Saved entries:

━━━━━━━━━━━━━━━━━━━━

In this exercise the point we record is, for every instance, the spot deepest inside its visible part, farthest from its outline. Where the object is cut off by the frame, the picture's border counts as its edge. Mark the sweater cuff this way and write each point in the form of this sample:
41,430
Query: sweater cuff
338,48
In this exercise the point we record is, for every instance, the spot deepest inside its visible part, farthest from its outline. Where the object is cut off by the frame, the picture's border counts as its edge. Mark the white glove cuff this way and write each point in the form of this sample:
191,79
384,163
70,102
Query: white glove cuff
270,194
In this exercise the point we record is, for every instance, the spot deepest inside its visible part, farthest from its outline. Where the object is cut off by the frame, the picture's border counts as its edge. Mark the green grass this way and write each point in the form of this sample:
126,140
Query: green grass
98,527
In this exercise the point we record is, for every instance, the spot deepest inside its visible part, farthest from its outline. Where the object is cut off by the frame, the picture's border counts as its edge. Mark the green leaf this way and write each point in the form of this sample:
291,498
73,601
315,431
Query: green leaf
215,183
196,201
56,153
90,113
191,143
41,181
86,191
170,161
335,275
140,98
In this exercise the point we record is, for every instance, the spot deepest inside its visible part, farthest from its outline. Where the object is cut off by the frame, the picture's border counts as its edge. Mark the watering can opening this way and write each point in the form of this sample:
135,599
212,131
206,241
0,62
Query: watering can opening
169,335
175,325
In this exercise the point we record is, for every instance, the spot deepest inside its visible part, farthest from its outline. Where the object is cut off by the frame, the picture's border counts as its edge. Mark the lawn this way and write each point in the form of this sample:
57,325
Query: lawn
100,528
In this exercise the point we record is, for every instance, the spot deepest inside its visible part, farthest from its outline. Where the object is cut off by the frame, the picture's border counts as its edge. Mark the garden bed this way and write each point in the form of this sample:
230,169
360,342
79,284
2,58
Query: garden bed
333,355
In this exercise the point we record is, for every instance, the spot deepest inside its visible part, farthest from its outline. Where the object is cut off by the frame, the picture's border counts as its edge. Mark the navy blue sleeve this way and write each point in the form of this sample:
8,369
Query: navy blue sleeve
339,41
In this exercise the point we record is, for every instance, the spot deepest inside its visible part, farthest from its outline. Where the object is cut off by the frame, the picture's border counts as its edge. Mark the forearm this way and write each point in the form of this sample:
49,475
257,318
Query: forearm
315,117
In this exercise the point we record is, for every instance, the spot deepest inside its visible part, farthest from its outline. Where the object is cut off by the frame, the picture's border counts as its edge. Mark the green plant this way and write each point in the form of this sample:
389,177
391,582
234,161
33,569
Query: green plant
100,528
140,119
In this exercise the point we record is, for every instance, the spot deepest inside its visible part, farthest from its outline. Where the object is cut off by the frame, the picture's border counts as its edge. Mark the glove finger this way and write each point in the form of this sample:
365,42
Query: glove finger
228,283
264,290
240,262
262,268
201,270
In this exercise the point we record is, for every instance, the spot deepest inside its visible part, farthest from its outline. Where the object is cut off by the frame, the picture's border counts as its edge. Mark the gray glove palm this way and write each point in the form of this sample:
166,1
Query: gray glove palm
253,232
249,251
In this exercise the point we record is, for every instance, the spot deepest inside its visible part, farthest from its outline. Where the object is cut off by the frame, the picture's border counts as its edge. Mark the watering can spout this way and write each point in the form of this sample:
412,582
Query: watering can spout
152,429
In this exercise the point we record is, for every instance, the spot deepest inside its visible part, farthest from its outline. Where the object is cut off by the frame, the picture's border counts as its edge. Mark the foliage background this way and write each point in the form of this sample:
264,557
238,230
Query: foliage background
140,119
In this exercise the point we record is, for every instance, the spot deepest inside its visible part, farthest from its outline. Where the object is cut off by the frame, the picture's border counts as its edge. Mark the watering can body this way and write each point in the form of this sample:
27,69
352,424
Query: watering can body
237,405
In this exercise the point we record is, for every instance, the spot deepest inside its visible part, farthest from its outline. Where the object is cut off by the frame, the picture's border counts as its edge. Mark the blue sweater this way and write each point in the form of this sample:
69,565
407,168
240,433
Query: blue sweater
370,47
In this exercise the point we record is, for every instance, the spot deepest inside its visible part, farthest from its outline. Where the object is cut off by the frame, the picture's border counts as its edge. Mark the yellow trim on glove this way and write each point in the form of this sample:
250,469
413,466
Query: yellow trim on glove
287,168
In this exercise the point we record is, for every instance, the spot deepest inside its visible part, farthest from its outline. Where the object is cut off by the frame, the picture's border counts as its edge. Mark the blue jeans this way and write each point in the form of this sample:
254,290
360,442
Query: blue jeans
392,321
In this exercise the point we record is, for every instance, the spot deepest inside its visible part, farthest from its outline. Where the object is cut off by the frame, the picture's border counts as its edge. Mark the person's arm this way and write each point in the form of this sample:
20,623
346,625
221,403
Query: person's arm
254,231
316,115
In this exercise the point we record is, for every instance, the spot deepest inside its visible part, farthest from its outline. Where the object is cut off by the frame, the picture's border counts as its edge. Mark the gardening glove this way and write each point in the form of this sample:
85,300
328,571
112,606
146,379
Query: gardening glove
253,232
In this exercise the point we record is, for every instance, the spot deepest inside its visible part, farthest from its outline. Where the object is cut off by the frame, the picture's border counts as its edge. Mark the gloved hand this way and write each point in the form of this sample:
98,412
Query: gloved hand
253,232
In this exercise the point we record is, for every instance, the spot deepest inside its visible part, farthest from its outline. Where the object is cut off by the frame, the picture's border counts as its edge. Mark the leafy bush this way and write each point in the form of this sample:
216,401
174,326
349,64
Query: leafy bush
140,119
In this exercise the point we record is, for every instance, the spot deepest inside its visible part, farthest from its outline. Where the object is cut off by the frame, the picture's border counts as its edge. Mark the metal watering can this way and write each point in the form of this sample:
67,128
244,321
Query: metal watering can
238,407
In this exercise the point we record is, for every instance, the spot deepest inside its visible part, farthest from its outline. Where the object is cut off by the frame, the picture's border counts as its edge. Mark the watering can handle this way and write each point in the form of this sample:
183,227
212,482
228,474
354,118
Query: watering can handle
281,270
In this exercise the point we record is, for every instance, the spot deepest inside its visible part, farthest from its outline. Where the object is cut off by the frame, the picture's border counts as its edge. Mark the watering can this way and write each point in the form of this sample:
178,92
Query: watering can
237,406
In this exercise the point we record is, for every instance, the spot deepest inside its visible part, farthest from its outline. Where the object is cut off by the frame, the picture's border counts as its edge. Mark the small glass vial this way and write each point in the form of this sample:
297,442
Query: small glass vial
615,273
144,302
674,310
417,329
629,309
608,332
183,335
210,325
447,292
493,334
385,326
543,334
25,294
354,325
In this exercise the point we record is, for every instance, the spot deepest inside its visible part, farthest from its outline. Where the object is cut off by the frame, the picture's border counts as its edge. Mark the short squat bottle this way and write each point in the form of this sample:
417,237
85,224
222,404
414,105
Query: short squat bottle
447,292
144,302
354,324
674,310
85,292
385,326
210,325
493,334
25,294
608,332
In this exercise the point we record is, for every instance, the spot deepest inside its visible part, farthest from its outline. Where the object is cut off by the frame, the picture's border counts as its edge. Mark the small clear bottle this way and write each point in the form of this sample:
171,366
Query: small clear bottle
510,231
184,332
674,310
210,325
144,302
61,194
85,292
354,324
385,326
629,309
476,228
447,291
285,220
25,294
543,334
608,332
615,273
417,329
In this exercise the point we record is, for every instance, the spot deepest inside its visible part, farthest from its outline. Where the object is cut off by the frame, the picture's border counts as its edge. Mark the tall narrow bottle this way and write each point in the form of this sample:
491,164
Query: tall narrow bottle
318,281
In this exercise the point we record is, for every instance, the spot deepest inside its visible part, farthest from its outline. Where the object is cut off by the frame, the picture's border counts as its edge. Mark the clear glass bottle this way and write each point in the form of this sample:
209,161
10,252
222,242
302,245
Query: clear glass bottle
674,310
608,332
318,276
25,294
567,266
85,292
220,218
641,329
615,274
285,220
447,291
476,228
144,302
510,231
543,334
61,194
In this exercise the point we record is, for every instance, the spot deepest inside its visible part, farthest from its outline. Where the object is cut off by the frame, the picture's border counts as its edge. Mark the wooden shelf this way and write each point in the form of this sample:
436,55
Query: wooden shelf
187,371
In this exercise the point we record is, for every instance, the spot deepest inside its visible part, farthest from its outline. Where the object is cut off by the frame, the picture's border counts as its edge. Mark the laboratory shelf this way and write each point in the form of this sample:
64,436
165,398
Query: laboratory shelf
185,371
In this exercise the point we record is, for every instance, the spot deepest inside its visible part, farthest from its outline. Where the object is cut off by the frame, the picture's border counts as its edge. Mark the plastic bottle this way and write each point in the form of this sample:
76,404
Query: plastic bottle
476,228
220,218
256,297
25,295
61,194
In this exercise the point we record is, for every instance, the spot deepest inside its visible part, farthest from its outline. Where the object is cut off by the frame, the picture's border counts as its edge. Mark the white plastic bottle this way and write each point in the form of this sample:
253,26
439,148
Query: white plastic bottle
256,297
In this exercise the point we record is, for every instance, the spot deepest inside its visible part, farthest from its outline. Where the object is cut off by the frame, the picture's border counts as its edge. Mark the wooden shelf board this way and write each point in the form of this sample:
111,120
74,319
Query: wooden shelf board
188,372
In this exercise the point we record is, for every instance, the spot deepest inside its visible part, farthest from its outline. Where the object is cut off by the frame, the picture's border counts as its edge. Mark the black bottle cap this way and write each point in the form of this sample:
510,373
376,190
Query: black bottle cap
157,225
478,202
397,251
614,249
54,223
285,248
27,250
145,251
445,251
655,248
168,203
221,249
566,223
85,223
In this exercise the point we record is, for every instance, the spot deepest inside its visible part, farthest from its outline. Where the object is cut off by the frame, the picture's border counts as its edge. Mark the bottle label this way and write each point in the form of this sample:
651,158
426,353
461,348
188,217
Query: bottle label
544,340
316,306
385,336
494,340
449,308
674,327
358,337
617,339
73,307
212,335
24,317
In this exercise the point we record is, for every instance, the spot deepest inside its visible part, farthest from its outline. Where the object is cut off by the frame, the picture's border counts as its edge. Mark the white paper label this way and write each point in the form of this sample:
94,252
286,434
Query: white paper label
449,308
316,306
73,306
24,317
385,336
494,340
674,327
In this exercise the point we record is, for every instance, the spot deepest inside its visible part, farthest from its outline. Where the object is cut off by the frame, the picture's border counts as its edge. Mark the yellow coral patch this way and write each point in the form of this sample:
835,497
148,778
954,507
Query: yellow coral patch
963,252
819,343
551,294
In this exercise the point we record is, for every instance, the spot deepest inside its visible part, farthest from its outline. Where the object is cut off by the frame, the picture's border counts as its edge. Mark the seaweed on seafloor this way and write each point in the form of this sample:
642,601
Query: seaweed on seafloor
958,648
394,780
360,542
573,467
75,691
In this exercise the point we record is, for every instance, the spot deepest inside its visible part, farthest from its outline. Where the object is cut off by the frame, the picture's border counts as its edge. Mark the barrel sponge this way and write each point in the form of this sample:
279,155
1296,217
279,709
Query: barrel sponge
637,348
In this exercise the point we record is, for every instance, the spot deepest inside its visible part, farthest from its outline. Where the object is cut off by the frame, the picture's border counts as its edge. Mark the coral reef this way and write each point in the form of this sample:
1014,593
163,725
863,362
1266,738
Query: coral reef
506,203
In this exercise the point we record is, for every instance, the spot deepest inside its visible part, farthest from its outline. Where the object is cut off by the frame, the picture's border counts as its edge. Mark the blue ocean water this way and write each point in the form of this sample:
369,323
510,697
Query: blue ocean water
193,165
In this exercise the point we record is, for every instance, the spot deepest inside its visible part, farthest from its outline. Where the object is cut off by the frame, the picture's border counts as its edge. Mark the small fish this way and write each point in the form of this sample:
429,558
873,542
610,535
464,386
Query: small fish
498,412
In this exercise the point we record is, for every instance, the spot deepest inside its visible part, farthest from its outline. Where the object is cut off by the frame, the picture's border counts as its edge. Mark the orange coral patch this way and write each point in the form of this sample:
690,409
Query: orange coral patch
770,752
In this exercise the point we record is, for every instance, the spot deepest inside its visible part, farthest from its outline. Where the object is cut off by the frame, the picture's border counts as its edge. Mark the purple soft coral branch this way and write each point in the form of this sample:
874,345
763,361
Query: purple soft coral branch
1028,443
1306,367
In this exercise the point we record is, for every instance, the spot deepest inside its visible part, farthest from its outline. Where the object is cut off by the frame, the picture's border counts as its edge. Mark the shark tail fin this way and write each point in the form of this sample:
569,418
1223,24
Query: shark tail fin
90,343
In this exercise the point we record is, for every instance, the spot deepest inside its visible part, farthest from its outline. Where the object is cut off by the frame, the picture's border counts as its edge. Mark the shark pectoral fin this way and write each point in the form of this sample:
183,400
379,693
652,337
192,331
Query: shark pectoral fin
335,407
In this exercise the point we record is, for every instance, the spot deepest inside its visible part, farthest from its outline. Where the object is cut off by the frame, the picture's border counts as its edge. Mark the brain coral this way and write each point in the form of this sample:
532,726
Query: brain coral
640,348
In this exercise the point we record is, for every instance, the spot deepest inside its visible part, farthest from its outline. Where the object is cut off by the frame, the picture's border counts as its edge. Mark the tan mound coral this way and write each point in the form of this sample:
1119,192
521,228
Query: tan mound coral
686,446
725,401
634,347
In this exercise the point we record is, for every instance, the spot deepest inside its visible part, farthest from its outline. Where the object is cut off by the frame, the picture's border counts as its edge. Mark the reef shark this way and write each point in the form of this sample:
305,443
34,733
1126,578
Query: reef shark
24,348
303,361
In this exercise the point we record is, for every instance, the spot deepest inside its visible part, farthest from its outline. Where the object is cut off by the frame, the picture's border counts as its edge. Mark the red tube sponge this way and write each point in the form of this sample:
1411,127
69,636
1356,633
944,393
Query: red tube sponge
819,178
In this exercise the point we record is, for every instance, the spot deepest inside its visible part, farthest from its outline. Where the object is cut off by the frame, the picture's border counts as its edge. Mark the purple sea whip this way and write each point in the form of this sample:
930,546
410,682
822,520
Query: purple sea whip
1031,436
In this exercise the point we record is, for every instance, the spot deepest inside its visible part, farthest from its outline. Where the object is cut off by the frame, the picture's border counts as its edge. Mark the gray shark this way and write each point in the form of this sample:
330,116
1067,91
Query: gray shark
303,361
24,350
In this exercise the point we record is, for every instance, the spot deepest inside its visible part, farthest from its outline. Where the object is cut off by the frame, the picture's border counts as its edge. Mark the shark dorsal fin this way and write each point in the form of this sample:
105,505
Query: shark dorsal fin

━━━━━━━━━━━━━━━━━━━━

Action item:
Identify every line above with the string "dorsal" in it. Copy those lines.

Expected answer:
In this exercise the point we record is, for every instance, the spot deepest inside its visible part, farthest from its outline. Where the object is cut off by the frame, the picture's border counts as its edge. Mark the shark dorsal fin this way and write each point in the form of this sample:
Query: shark dorsal fin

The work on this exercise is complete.